Passo citato =>
══════════════════════════════

Questo rappresenta il triplo dello stesso lavoro svolto dagli uomini”.

  • “In alcuni paesi, la percentuale di uomini che svolgono questo tipo di lavori non retribuiti è aumentato negli ultimi 20 anni.

Tuttavia, nei 23 paesi che dispongono d’informazioni e dati, il divario di genere in termini di tempo dedicato al lavoro non retribuito di assistenza e cura è diminuito di soli sette minuti al giorno negli ultimi due decenni”.

  • “Di questo passo, saranno necessari 210 anni per colmare il divario di genere nel lavoro di assistenza e cura non retribuito in questi paesi.

L’entità di questi cambiamenti mette in discussione l’efficacia delle politiche nel far fronte alla divisione del lavoro non retribuito di assistenza e di cura negli ultimi due decenni”.

══════════════════════════════

Dati estratti =>
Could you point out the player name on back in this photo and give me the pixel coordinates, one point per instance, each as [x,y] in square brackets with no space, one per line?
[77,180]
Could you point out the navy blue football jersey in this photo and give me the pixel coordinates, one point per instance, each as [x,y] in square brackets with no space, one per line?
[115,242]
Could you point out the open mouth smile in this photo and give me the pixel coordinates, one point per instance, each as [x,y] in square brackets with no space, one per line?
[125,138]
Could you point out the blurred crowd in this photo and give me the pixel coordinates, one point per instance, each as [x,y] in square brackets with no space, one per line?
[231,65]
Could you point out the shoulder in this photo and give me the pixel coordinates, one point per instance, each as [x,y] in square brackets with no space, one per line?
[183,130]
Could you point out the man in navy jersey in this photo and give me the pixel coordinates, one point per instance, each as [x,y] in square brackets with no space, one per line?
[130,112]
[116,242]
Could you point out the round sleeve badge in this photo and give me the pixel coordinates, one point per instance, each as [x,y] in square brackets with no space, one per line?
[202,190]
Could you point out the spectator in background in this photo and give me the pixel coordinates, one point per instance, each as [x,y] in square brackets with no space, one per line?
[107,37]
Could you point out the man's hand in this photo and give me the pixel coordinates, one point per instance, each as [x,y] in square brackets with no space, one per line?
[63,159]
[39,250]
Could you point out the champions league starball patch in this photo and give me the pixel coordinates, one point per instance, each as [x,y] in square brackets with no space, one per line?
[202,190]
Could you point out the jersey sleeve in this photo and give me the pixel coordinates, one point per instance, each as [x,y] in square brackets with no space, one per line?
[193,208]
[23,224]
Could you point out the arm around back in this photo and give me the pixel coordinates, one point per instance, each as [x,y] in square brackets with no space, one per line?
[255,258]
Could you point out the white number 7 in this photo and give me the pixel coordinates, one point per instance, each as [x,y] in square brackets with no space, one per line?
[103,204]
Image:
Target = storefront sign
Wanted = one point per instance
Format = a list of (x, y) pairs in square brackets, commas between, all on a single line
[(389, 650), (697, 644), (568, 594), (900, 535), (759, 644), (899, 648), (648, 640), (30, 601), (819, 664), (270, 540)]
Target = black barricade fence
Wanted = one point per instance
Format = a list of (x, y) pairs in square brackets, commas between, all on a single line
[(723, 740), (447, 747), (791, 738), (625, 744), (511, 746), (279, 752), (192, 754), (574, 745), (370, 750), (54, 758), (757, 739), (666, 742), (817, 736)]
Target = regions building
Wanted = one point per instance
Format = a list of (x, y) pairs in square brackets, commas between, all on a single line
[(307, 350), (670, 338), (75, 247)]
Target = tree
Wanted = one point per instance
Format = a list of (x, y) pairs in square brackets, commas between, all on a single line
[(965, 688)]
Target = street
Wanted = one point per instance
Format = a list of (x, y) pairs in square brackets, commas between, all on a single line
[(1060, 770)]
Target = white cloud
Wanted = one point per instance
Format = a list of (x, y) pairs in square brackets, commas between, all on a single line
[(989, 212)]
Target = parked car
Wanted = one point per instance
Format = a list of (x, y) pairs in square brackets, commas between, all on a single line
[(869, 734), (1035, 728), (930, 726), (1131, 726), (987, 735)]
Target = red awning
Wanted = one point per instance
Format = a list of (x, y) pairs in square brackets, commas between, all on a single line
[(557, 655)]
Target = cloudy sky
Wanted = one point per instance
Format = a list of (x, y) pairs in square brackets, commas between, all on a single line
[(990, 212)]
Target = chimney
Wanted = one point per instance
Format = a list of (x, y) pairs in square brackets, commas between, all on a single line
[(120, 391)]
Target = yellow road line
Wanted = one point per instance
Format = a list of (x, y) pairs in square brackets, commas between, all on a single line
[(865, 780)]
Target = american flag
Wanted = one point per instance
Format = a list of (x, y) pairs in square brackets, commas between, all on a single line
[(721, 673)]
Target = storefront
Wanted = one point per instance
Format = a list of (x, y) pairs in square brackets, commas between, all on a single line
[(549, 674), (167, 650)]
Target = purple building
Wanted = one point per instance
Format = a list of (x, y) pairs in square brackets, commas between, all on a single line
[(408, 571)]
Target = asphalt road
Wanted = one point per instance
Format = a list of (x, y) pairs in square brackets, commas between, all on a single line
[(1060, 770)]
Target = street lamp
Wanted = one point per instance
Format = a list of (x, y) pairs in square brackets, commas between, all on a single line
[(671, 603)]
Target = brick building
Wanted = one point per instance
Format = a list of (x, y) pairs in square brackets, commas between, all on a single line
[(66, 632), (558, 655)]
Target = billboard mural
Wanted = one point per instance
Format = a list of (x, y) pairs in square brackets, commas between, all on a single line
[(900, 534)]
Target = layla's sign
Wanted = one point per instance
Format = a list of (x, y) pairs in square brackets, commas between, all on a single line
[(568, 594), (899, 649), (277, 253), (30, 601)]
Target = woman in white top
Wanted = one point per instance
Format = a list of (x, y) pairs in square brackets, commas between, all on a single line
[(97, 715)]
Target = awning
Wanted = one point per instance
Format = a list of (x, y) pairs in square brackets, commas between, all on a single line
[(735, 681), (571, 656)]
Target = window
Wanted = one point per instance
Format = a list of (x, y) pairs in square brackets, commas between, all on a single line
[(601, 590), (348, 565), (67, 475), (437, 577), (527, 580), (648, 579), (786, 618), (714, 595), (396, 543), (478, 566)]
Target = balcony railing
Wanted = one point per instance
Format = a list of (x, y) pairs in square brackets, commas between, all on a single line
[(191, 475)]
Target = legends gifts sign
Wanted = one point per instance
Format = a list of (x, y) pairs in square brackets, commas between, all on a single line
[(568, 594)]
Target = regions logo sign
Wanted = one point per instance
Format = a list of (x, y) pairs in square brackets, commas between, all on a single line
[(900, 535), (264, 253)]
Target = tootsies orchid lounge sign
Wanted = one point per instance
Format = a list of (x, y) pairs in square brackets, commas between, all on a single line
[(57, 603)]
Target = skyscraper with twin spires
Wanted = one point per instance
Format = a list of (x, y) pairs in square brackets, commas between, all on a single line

══════════════════════════════

Compito da svolgere => Trascriva parola per parola l'intero passo citato sul lavoro di cura non retribuito.

Risultato dell'esercizio =>
Questo rappresenta il triplo dello stesso lavoro svolto dagli uomini”.

  • “In alcuni paesi, la percentuale di uomini che svolgono questo tipo di lavori non retribuiti è aumentato negli ultimi 20 anni.

Tuttavia, nei 23 paesi che dispongono d’informazioni e dati, il divario di genere in termini di tempo dedicato al lavoro non retribuito di assistenza e cura è diminuito di soli sette minuti al giorno negli ultimi due decenni”.

  • “Di questo passo, saranno necessari 210 anni per colmare il divario di genere nel lavoro di assistenza e cura non retribuito in questi paesi.

L’entità di questi cambiamenti mette in discussione l’efficacia delle politiche nel far fronte alla divisione del lavoro non retribuito di assistenza e di cura negli ultimi due decenni”.